# TEXT PASSAGE
+---+
Tuesday, February 15, 2011

NOTHING SO APPALLING IN THE ANNALS OF HORROR!

More passings of people I'd always hoped would be around forever.

Betty Garrett, for instance, has died at 91.  She was a mainstay of MGM musicals in the late forties and fifties, but the famously conservative studio cut her loose when her husband, Larry Parks, was blacklisted for pro-Communist sympathies.  (He named names, which made him a pariah of the right and the left.)  Garrett found work at other studios, she and Parks did a ton of summer stock, and she finally became a much-loved character actress.  I couldn't find my favorite moment Garrett had on film (her performance of It's Fate, baby, It's Fate from the otherwise undistinguished Take Me Out To The Ballgame) but this will do nicely, as she effortlessly takes charge of an amazing ensemble including Tommy Rall, Janet Leigh and Bob Fosse in a number from Richard Quine's wonderful 1955 musical My Sister Eileen.
+---+
# PROVIDED DATA
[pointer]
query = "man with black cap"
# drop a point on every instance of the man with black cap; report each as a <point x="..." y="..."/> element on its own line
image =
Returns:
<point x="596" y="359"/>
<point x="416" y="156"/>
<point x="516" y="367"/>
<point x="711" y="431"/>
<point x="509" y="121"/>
+---+
# QUESTIONS ON THE MATERIAL
1. Name every person mentioned in the blog post about Betty Garrett.
2. Reproduce the part of the blog post about Betty Garrett that opens with the words containing "More passings of" and closes with "My Sister Eileen.".
Draw only on the blog post about Betty Garrett.

# TASK SOLUTIONS
1. Betty Garrett, Larry Parks, Tommy Rall, Janet Leigh, Bob Fosse, Richard Quine

2.
More passings of people I'd always hoped would be around forever.

Betty Garrett, for instance, has died at 91.  She was a mainstay of MGM musicals in the late forties and fifties, but the famously conservative studio cut her loose when her husband, Larry Parks, was blacklisted for pro-Communist sympathies.  (He named names, which made him a pariah of the right and the left.)  Garrett found work at other studios, she and Parks did a ton of summer stock, and she finally became a much-loved character actress.  I couldn't find my favorite moment Garrett had on film (her performance of It's Fate, baby, It's Fate from the otherwise undistinguished Take Me Out To The Ballgame) but this will do nicely, as she effortlessly takes charge of an amazing ensemble including Tommy Rall, Janet Leigh and Bob Fosse in a number from Richard Quine's wonderful 1955 musical My Sister Eileen.